───── Source document

On this day in history…

I’m sure lots of things happened on Dec. 25th over the years, but as far as history can tell us, none of them involved any virgin giving birth to a baby named Jesus. Although later Gospel accounts have stories about Jesus being born, none of them tell us what day that was, or even give us any clear indication of what time of year. It wasn’t until centuries later that Christians are reported as associating any particular holy day with the story of “The Nativity.”

That’s rather interesting, because it’s consistent with the theory that Jesus was not, in fact, ever born.

Count me among those who were initially skeptical of the theory that Jesus might be a complete myth. I started reading Richard Carrier’s book On the Historicity of Jesus with the suspicion that it would probably reflect an unjustifiable hyper-denialism. What I found instead was a well-researched exploration of prior material and ancient mystery religions that do indeed raise the possibility that the Gospel might be merely an incremental adaptation of existing legends and well-known mythic memes of the time.

──────────
───── Provided information

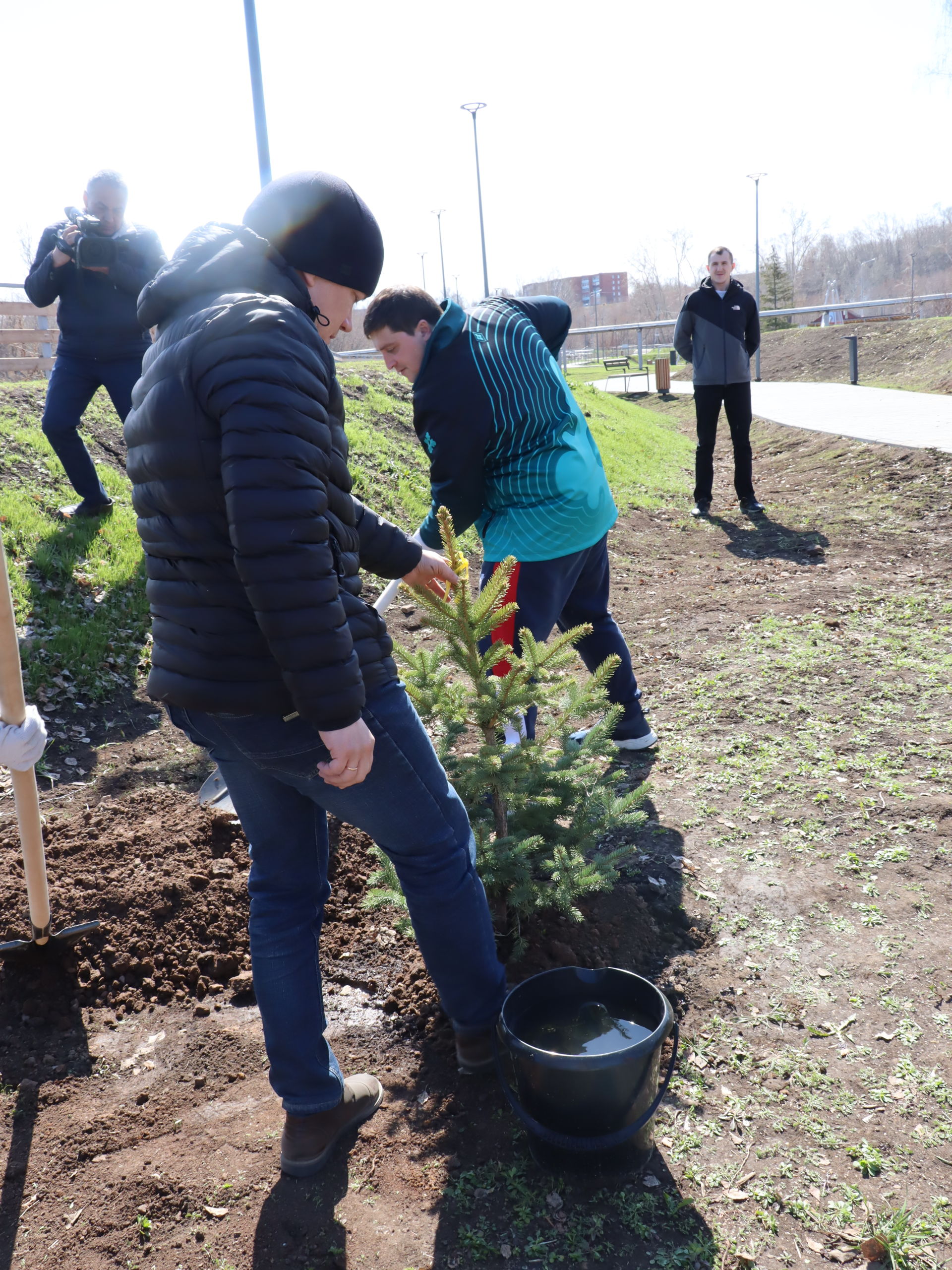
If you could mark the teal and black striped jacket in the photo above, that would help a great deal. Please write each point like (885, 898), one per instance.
(509, 448)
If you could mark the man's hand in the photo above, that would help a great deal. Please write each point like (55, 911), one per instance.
(69, 234)
(351, 755)
(431, 568)
(22, 747)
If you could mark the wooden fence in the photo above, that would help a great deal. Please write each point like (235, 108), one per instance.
(32, 329)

──────────

◆ **Tasks and exercises**
• A. In the post about Dec. 25th, whose book did the writer start reading?
• B. In the rows, swap "wooden" for "metal" in the stretch from the line that contains "If you could mark the wooden" through the end of the rows, and give back only that stretch with nothing else altered.

◆ **Responses in order**
• A. Richard Carrier's book On the Historicity of Jesus.

• B.
If you could mark the metal fence in the photo above, that would help a great deal. Please write each point like (235, 108), one per instance.
(32, 329)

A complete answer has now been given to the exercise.